- WHAT THE TASK ASKS:
Every line containing the string "cooktop" should be returned from the records.

- AVAILABLE DATA:
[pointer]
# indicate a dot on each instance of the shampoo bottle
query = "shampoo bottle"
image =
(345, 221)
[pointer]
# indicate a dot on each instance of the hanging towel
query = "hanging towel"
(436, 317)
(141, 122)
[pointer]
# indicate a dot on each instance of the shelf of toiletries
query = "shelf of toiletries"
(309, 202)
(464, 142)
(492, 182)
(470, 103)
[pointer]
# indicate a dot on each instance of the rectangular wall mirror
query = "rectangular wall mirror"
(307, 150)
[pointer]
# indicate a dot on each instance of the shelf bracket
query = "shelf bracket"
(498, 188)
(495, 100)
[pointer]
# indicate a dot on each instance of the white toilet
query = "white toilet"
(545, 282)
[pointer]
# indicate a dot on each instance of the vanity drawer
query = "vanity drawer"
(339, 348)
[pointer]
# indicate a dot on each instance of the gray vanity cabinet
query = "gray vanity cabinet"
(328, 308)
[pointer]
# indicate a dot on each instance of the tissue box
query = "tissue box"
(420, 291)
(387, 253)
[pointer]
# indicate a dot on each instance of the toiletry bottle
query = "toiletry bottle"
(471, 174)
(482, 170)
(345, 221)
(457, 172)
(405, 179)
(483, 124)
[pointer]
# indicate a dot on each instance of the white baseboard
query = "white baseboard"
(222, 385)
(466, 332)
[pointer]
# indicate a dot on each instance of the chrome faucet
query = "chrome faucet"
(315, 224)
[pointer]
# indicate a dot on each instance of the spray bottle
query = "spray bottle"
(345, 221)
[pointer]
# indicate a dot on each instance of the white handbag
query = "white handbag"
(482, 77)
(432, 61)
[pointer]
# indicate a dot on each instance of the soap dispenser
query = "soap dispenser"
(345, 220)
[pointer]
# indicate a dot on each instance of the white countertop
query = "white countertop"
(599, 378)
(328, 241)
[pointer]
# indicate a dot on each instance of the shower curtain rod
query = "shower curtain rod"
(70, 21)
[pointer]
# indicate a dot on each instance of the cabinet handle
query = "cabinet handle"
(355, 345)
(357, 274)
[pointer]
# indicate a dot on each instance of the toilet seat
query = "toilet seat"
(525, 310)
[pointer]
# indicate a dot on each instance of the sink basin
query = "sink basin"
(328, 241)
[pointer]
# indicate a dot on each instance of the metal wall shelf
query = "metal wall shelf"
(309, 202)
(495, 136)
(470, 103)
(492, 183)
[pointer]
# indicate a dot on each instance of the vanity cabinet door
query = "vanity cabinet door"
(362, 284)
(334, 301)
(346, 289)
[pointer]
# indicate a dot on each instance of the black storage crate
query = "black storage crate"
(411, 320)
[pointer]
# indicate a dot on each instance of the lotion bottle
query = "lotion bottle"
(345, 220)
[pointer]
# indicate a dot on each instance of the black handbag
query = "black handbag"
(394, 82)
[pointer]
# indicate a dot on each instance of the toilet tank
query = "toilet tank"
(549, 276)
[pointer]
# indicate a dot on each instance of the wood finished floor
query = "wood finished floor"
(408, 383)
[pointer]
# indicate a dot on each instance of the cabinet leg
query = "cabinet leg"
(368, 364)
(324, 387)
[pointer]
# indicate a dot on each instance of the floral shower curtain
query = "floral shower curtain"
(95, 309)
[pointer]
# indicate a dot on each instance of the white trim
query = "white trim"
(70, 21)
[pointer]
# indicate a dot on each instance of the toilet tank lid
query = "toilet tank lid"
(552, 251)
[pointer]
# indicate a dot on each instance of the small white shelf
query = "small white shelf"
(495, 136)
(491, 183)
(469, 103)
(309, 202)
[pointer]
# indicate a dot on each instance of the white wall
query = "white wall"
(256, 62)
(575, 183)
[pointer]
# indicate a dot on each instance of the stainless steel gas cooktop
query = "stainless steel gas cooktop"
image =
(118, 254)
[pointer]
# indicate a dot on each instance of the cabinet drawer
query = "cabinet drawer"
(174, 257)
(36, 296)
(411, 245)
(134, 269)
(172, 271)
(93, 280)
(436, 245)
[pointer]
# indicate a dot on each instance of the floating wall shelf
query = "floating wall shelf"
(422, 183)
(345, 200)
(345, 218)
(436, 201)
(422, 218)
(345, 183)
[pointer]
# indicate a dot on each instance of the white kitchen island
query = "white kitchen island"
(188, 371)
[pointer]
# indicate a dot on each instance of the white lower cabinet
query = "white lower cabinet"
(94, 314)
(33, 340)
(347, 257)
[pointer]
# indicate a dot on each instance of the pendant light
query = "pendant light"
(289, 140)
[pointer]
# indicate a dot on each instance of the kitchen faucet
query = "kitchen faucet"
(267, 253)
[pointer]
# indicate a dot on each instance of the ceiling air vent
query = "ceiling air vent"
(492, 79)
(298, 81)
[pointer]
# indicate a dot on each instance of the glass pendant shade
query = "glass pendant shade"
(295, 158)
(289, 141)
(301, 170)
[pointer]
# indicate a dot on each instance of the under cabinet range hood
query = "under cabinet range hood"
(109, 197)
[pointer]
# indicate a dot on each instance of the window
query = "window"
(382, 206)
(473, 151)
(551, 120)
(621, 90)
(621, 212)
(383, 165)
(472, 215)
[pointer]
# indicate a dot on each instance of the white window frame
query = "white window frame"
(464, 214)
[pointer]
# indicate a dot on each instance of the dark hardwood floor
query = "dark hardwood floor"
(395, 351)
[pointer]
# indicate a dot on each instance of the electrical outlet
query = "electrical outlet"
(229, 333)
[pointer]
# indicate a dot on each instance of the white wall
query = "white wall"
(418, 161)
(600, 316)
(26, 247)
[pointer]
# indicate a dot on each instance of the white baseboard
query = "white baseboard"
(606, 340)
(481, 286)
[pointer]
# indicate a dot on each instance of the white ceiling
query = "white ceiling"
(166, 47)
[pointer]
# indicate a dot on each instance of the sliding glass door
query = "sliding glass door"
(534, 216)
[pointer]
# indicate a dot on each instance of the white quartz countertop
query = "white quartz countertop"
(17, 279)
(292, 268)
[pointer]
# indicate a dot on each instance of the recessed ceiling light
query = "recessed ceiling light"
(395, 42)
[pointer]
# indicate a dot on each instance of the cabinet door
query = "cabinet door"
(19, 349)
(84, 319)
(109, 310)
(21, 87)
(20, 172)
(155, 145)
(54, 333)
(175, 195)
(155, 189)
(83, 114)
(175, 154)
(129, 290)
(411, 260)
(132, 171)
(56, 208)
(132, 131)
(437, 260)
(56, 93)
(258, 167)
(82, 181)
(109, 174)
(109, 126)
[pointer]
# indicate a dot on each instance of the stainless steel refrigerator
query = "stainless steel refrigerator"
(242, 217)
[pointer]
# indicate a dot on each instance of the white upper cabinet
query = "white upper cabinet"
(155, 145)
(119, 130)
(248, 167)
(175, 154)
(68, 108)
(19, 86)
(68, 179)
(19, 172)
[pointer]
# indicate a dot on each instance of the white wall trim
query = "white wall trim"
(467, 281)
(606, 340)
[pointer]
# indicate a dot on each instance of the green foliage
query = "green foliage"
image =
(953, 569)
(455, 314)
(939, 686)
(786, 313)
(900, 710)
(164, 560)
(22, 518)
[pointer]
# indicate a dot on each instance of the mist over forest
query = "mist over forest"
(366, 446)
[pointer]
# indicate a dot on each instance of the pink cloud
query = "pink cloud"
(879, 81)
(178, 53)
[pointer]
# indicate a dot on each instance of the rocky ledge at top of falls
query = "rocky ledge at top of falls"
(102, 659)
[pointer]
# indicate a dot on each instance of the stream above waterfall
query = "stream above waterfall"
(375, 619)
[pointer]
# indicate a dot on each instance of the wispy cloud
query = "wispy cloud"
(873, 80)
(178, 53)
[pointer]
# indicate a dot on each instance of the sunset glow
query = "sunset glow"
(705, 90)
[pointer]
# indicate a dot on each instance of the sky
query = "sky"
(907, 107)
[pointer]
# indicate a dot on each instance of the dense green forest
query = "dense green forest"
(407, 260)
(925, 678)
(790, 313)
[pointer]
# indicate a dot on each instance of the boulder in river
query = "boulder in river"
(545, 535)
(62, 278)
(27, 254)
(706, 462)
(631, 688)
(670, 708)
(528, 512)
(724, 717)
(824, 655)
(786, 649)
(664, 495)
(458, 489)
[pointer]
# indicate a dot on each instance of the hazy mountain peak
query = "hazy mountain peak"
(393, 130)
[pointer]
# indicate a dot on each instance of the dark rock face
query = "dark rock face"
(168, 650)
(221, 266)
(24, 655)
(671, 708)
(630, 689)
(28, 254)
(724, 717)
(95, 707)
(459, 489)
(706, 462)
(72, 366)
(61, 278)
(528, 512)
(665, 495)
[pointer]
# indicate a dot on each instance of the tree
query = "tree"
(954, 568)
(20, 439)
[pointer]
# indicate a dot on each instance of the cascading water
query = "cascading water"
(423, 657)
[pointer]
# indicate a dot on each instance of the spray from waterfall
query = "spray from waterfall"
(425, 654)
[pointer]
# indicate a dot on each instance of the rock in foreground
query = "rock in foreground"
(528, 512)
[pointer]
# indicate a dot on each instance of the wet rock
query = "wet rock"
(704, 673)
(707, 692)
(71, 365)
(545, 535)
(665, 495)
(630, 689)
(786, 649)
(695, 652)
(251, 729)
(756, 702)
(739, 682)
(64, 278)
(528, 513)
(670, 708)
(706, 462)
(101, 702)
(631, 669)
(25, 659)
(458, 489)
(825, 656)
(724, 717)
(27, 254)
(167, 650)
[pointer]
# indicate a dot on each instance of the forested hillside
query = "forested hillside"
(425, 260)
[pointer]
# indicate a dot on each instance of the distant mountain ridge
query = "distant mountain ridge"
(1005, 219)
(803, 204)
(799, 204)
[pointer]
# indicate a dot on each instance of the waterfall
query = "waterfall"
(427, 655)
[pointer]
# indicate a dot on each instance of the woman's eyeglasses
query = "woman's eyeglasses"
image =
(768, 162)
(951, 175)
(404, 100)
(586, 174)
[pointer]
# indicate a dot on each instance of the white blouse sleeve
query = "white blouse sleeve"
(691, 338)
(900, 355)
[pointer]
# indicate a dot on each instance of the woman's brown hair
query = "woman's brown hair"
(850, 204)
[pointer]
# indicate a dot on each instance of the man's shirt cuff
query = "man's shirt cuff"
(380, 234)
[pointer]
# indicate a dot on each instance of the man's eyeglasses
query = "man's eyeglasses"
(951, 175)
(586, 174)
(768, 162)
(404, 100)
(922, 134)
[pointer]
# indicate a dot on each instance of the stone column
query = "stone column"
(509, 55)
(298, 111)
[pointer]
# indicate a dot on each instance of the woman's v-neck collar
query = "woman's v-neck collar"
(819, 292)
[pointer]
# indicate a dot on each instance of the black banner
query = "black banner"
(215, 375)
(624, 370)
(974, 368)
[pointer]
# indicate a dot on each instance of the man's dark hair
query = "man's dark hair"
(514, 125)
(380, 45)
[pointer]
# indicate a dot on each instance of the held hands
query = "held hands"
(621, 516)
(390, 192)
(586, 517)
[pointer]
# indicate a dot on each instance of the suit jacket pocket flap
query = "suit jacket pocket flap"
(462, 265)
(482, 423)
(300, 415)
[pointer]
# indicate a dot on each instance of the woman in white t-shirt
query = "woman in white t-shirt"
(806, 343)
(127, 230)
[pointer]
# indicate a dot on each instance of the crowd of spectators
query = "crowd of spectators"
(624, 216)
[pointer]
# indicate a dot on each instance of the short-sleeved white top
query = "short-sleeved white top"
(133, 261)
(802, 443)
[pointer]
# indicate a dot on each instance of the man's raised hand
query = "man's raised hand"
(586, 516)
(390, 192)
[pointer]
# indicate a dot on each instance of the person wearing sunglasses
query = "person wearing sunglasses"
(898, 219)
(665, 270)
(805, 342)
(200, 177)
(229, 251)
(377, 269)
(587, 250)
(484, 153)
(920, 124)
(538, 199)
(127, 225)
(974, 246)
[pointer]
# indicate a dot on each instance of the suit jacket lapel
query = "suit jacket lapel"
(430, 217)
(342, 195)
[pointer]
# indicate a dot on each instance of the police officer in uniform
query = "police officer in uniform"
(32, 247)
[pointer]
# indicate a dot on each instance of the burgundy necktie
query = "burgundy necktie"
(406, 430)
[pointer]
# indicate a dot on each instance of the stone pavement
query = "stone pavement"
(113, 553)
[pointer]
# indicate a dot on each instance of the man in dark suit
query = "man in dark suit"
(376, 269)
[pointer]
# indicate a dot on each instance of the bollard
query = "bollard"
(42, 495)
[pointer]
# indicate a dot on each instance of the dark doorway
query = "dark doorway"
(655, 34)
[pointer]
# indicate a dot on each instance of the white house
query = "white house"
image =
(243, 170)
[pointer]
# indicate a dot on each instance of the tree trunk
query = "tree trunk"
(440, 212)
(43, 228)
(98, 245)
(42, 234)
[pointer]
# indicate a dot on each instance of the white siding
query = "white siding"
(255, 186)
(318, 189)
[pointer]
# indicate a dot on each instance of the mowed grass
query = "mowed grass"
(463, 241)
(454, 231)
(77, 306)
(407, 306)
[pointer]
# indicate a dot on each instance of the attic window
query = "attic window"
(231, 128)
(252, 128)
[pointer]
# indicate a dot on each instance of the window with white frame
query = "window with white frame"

- YOUR RESPONSE:
# indicate a dot on each instance of the stainless steel gas cooktop
query = "stainless steel gas cooktop"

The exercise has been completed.